» ASSIGNMENT
Please find the lines in the entries below that contain the word "green", and copy each one.

== GIVEN DATA

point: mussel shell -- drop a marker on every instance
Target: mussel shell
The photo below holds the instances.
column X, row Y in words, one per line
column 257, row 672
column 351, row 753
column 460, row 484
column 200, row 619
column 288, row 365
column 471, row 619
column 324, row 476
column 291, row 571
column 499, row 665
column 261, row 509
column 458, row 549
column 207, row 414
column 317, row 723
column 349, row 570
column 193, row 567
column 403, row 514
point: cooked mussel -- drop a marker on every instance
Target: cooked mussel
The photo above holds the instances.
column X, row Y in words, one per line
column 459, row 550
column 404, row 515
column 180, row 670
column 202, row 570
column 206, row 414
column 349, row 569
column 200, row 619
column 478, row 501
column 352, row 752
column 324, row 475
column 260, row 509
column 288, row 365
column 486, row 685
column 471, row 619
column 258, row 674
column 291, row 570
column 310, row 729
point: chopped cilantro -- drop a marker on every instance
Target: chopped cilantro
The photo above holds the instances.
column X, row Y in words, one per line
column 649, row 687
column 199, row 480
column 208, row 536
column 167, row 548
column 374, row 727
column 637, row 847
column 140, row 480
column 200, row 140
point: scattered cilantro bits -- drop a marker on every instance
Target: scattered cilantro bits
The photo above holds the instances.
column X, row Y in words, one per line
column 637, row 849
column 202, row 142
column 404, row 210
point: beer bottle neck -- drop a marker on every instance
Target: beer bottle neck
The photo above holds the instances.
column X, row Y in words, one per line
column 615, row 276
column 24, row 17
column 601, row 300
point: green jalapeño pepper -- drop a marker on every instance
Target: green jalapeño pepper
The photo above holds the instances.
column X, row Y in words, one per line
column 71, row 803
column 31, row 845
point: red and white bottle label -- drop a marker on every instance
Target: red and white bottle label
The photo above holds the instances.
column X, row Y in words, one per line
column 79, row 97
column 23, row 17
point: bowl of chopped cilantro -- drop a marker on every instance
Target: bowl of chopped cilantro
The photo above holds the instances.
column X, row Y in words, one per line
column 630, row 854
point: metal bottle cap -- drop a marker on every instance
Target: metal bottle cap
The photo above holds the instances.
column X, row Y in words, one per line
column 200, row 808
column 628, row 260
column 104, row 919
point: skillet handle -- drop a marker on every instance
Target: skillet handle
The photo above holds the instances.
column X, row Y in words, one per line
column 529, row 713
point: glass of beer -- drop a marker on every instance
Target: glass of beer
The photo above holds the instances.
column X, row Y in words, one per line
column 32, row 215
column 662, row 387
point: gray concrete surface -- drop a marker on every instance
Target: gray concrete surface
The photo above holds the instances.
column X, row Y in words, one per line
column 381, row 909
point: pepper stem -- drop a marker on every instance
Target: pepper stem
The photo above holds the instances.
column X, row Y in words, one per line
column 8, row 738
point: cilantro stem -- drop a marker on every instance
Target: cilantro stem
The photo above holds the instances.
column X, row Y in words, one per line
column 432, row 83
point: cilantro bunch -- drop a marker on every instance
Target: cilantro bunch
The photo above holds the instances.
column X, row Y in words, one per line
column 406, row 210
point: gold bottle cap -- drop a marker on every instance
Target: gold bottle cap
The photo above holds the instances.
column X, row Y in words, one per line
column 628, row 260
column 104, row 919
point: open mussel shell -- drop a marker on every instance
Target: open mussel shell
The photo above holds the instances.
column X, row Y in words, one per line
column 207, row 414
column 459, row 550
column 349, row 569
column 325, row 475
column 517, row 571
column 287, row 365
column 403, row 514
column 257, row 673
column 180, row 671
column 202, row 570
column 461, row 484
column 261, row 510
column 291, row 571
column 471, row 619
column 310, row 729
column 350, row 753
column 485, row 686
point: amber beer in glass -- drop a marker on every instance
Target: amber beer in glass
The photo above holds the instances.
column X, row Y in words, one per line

====

» TASK OUTPUT
point: green jalapeño pepper -- drop a marker on every instance
Target: green jalapeño pepper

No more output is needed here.